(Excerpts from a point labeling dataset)

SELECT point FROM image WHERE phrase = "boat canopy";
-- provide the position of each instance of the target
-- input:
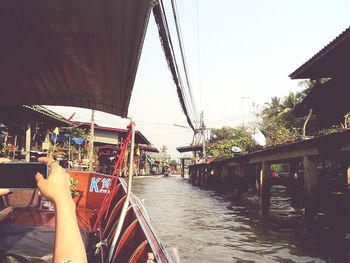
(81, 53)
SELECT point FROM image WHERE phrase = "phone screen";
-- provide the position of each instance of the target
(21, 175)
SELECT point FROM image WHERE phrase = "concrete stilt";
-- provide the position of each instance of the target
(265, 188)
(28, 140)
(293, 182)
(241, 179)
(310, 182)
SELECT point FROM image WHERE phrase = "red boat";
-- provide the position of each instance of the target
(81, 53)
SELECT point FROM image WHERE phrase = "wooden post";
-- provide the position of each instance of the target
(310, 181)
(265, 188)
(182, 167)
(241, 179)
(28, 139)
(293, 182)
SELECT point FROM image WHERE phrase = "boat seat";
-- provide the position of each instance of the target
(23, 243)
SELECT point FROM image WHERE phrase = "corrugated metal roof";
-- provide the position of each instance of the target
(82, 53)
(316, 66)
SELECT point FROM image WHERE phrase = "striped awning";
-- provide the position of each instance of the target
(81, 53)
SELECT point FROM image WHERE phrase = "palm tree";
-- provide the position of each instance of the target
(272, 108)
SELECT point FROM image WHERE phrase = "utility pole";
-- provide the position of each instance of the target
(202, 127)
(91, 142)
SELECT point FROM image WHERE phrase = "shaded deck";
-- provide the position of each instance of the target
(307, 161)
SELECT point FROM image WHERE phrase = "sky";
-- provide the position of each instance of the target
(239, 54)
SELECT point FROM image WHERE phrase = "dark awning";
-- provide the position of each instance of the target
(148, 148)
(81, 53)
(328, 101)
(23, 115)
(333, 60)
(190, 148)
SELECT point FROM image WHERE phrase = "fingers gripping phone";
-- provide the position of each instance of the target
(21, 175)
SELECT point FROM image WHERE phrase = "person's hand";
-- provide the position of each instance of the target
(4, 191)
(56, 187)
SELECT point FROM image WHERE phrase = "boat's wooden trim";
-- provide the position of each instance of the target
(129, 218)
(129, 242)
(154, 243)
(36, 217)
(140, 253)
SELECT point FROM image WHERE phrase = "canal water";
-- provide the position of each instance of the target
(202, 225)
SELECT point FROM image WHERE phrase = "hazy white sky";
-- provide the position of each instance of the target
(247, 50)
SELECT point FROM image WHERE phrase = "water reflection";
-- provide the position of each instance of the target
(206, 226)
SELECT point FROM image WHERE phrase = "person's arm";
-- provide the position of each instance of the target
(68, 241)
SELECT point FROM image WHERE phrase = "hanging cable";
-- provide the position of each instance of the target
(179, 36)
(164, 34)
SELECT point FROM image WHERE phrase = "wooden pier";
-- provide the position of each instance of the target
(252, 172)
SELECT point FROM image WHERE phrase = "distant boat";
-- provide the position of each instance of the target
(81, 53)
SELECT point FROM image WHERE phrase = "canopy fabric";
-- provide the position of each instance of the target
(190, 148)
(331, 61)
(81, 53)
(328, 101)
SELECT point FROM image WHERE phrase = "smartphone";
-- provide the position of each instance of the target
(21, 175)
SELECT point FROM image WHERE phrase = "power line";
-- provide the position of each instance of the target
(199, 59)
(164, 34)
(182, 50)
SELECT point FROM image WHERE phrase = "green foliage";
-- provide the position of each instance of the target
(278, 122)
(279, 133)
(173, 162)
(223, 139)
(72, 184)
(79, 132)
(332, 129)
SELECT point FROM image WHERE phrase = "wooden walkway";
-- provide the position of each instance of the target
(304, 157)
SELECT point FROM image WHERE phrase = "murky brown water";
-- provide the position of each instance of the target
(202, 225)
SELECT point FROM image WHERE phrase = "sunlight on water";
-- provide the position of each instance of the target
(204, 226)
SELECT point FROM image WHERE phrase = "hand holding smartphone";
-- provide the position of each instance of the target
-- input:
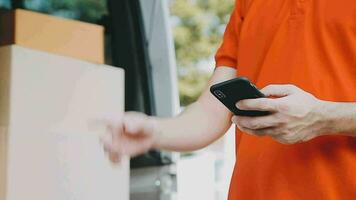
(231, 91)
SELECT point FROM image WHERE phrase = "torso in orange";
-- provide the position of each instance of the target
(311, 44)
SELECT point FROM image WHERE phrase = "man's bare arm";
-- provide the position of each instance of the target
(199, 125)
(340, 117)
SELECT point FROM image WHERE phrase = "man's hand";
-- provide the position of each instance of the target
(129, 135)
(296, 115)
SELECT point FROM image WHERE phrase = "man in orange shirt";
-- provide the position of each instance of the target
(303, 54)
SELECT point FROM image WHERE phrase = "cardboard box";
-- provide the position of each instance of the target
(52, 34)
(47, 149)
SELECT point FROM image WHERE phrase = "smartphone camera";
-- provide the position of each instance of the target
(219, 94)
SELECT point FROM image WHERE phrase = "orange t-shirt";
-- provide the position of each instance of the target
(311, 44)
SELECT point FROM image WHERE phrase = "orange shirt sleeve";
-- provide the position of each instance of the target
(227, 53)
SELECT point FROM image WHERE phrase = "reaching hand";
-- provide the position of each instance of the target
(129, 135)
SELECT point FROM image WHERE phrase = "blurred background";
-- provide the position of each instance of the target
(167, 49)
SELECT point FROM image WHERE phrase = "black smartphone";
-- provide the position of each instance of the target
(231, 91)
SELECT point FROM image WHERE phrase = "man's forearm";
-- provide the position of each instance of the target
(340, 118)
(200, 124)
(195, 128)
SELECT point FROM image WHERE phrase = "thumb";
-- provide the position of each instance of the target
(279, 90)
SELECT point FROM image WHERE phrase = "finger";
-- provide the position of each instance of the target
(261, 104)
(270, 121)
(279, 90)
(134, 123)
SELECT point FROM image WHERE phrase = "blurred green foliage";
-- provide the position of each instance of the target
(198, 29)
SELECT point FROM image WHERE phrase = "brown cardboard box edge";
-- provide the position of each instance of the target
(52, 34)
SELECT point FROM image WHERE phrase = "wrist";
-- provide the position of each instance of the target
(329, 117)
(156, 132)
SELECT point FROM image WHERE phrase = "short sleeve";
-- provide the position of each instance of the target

...

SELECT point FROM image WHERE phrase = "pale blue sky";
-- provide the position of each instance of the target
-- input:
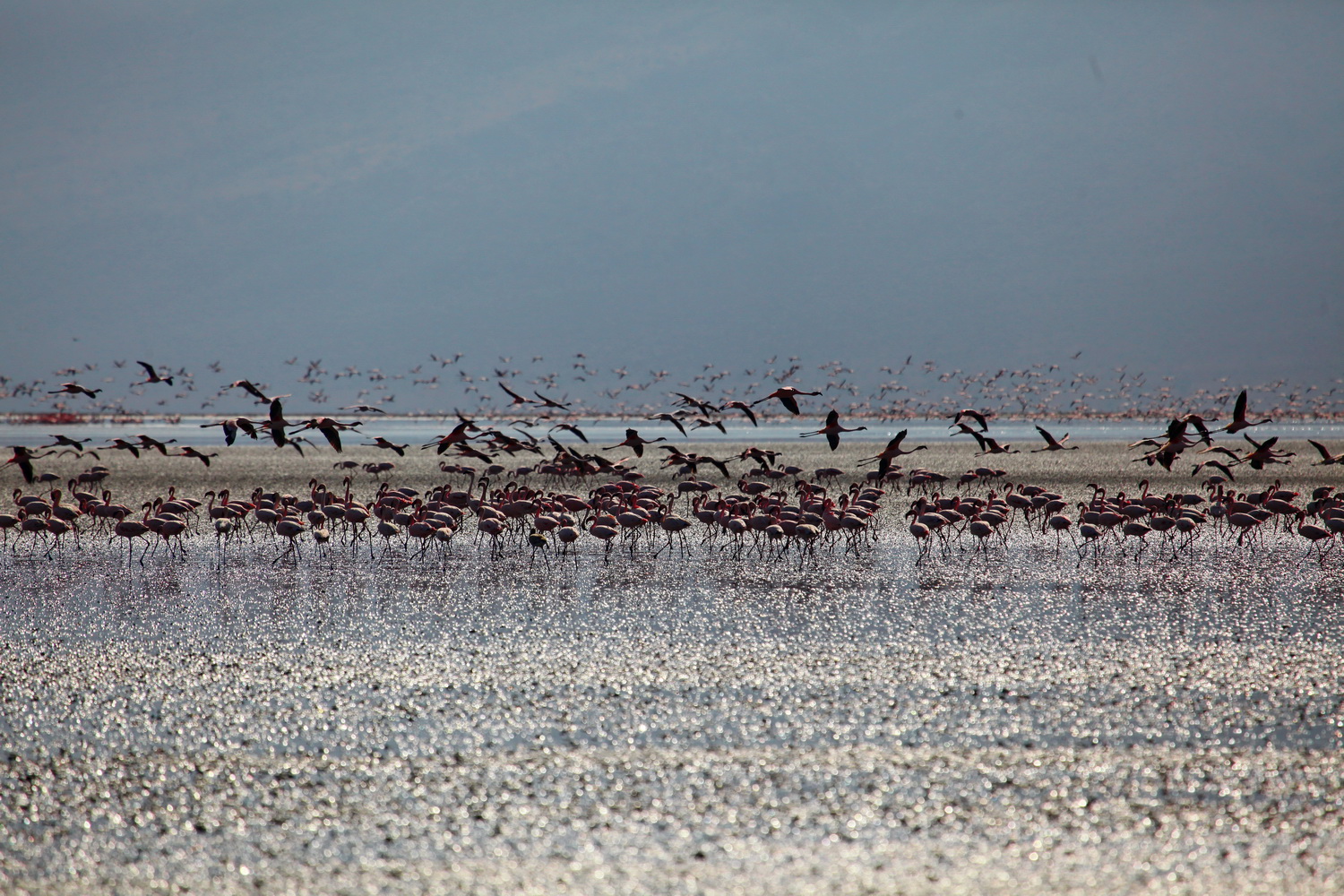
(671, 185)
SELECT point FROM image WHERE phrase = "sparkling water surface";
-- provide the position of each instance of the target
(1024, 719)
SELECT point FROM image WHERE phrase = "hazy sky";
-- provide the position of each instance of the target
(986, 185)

*WHAT IS EXPECTED*.
Count the lines in the records above that contain the string "brown", treating uppercase and lowercase as different, and reply with the number alone.

*WRITTEN RESPONSE*.
2